### [Aim of the exercise]
Instruction for the entries that follow: retype exactly the lines from the line with "For every instance of the road" to the line with "For every instance of the car's", both included, and omit all others.

### [Recorded data]
■ ■ ■ ■
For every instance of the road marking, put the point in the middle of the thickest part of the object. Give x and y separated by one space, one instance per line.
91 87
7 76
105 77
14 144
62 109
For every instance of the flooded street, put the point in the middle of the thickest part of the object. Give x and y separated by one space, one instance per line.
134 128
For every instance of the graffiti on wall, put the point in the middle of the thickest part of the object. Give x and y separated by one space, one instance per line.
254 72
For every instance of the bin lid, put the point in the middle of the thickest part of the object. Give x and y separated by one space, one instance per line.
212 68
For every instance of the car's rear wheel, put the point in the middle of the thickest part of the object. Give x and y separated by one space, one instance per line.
■ ■ ■ ■
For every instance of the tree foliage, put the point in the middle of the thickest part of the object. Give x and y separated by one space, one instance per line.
■ ■ ■ ■
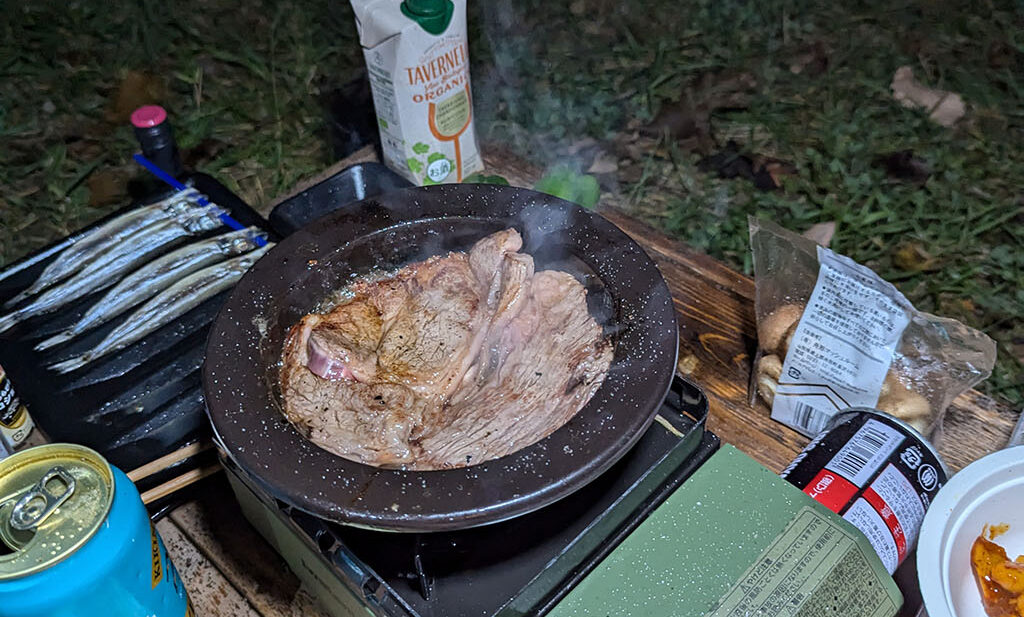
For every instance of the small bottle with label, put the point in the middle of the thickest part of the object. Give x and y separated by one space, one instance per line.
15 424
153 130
■ ■ ■ ■
### [Task solution]
For every instance of the road marking, put the point in the middle of the thickest part of the object. Give x and y separated by one space, one instance per line.
91 87
7 76
105 77
14 144
62 109
For every instance of the flooded street, put the point in the middle of the thickest part of the object. Give x and y separated by one space, one instance per line.
134 128
For every instance of the graffiti on wall, put the point in the middle of the thickest part of the object. Give x and y separated by one space, one instance per line.
254 72
For every instance of the bin lid, put the point in the middle of the thickest part of the object. Give x and y separated by one space, one instance per line.
212 68
For every instance of the car's rear wheel, put the point in the middle of the thickest part of the object. Give x and y separated by one space, one instance per line.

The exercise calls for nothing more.